# Document excerpt
BEGIN
The Four Agreements
Over the last few months, I have frequently recommended to my clients the book “The Four Agreements” by Don Miguel Ruiz. Published in 1992 it is a short book – only 138 pages – that shares some of the secrets and insights of ancient Toltec wisdom. The author advocates shedding of outmoded limiting beliefs that rob us of joy and create needless suffering.
For those already overwhelmed, I sometimes recommend that they just read the front inside flap of the book cover, which lists the four agreements in enough detail to help facilitate transformational change.
The reason I chose this topic for my blog is that I was reminded just how powerful these agreements could be in simplifying life and helping each of us live more joyfully, even during challenging and uncertain times … such as a pandemic.
The first agreement is Be Impeccable With Your Word. This speaks to integrity and saying what you really mean. A lot of time and energy are wasted by not being clear, or by using words against ourselves or others that are limiting or judgmental. Pay close attention to what you say, to and about yourself and others. Use empowering and affirming language and begin to notice how this shifts your energy and your life.
The second agreement is Don’t Take Anything Personally. I am still working on this, and part of my challenge is that I take myself too seriously most of the time. Keep in mind that nothing others do is because of you; it is because of them. Remember that someone else’s opinion of you is none of your business.
The third agreement is Don’t Make Assumptions. Wouldn’t life be much simpler and easier to navigate if we didn’t make unnecessary assumptions? We like to say that at best assumptions are incomplete and at worst they are wrong. What assumptions are you making about yourself and others that are limiting your ability to experience joy?
The fourth agreement is Always Do Your Best. We must keep in mind that our best will change moment to moment, and what was our best today may be something less than it was last week or last year. We know that our best varies by how we feel and the situations that we find ourselves in. Knowing that you did your best in any given circumstance can in and of itself be rewarding.
Write these agreements in your journal, post them on your computer, or put them on your bathroom mirror. Have each of these four agreements be the intentions you use to guide every single interaction. Pay attention, don’t judge, just notice and reflect, and begin to realize the joy and transformation that comes from putting these four agreements into daily practice.
END
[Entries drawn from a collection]
BEGIN
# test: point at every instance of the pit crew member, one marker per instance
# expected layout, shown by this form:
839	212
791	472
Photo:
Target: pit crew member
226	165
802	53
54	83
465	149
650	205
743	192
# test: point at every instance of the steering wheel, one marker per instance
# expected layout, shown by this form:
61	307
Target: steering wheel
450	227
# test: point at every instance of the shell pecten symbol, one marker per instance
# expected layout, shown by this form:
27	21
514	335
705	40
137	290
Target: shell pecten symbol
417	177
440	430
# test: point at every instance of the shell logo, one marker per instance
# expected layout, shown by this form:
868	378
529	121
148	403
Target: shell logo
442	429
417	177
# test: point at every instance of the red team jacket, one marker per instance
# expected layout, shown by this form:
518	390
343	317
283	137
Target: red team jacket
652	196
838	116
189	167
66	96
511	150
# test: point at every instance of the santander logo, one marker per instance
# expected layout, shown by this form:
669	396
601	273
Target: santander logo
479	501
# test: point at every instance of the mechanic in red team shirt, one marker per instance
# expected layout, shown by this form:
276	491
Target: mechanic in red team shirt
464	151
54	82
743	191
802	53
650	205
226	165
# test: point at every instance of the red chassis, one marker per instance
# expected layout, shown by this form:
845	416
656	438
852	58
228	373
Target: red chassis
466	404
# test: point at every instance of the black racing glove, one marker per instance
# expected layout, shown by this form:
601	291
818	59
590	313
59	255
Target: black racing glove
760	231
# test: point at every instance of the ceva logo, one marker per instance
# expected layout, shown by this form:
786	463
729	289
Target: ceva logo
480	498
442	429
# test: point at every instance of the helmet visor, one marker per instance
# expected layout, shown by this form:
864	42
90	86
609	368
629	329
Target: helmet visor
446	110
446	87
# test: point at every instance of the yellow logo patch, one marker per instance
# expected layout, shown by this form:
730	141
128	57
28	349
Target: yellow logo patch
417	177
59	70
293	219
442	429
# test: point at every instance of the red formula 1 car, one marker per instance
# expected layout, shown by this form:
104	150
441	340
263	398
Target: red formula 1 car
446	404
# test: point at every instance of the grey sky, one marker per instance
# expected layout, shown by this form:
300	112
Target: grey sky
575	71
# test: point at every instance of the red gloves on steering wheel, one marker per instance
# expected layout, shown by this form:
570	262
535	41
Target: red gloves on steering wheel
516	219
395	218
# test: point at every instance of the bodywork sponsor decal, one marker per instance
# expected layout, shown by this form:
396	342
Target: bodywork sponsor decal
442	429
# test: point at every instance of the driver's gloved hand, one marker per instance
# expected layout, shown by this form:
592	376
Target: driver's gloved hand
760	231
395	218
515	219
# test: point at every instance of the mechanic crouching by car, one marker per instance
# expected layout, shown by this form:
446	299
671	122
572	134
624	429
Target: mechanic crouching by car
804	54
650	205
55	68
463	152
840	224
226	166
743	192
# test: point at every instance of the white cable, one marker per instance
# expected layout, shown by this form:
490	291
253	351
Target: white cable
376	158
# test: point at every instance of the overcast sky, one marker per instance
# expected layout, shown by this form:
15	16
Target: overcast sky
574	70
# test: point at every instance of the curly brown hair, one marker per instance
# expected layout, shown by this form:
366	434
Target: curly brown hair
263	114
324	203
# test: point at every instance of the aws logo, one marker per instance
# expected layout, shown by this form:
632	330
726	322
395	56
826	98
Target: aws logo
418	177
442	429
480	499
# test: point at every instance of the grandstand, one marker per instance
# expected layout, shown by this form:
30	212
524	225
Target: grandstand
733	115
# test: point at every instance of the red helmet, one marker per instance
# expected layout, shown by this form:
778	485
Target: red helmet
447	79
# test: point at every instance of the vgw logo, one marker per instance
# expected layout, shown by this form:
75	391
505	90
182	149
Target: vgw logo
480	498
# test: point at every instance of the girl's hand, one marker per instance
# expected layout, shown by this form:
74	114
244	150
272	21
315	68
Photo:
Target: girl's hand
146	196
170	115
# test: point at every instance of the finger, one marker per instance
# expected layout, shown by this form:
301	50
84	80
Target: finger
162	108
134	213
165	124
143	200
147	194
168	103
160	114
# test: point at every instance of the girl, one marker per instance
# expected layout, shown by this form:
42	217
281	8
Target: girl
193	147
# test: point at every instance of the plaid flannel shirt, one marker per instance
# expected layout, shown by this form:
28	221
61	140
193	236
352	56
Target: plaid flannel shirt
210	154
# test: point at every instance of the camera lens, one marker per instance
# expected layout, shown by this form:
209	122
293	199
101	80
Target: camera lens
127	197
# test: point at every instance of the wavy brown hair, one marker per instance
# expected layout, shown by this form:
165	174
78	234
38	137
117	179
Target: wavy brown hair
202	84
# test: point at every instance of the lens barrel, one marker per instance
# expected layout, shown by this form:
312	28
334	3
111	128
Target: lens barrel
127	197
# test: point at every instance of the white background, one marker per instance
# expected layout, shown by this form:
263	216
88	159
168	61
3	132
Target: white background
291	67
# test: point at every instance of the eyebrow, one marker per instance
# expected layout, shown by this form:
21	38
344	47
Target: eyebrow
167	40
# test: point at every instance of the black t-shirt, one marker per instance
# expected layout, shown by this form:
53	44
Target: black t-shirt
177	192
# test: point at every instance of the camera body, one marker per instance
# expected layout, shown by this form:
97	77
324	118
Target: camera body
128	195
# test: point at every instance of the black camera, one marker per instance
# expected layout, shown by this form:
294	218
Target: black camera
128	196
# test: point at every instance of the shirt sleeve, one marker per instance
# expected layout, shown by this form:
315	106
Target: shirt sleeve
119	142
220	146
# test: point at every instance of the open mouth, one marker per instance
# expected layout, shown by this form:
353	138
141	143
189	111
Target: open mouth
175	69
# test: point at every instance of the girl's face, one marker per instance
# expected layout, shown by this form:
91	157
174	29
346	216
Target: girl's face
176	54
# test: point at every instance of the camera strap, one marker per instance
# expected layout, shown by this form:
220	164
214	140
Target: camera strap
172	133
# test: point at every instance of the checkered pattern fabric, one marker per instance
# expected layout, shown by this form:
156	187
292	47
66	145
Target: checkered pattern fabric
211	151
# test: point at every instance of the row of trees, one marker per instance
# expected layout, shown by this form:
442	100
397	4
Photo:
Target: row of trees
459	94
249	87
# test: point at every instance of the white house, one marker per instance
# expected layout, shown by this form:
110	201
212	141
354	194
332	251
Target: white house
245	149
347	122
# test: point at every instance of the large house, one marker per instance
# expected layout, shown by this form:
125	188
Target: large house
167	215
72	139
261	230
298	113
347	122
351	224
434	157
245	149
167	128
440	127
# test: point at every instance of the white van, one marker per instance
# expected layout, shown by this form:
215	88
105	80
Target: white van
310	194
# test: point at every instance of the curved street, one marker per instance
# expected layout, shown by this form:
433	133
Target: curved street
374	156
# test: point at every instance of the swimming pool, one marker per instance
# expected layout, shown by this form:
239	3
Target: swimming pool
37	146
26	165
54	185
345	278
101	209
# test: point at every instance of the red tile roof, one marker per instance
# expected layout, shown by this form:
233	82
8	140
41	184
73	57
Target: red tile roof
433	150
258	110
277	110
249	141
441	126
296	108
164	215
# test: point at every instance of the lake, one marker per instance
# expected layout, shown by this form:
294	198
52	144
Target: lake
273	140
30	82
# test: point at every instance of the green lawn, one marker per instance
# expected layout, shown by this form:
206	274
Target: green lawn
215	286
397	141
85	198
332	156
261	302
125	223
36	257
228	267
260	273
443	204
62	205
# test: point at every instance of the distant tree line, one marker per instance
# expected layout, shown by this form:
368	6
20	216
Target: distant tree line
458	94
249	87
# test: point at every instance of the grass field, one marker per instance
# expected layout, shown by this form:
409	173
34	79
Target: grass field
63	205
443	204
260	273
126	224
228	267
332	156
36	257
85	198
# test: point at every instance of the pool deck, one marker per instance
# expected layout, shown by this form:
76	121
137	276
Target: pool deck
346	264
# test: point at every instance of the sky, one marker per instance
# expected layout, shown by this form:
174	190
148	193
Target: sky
END
BEGIN
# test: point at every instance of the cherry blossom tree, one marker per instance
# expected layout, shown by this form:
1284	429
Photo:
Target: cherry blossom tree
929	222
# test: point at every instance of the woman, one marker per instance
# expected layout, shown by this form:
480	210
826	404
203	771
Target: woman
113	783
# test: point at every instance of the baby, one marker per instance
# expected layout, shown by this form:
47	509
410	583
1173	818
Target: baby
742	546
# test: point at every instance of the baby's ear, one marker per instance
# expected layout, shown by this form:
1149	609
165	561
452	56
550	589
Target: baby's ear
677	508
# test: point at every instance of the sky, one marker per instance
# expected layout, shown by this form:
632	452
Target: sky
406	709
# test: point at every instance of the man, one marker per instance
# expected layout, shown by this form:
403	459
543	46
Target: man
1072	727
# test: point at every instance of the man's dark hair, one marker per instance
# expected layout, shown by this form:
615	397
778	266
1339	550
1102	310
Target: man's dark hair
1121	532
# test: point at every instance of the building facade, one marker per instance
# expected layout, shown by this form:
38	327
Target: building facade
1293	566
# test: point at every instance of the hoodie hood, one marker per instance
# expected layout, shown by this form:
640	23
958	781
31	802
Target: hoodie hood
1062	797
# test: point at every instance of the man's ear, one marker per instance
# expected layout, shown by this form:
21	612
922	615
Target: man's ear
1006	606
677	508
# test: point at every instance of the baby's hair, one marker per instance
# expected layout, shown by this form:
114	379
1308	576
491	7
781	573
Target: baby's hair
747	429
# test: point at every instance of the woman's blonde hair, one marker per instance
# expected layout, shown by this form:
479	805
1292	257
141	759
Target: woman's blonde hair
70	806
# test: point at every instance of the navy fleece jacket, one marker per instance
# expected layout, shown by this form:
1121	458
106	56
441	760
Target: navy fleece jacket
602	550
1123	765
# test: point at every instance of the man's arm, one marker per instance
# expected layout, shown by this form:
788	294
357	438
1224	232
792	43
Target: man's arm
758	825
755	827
END
# Work request A
According to the blog post on The Four Agreements, how many pages long is the book?
# Work request B
Summarize the blog post on The Four Agreements in two sentences.

# Answer section A
The book is 138 pages long.

# Answer section B
The blog post recommends "The Four Agreements," a short 1992 book by Don Miguel Ruiz that shares insights from ancient Toltec wisdom and advocates shedding limiting beliefs that create needless suffering. It explains the four agreements (Be Impeccable With Your Word, Don't Take Anything Personally, Don't Make Assumptions, and Always Do Your Best) and encourages readers to keep them visible and use them as intentions to guide every interaction.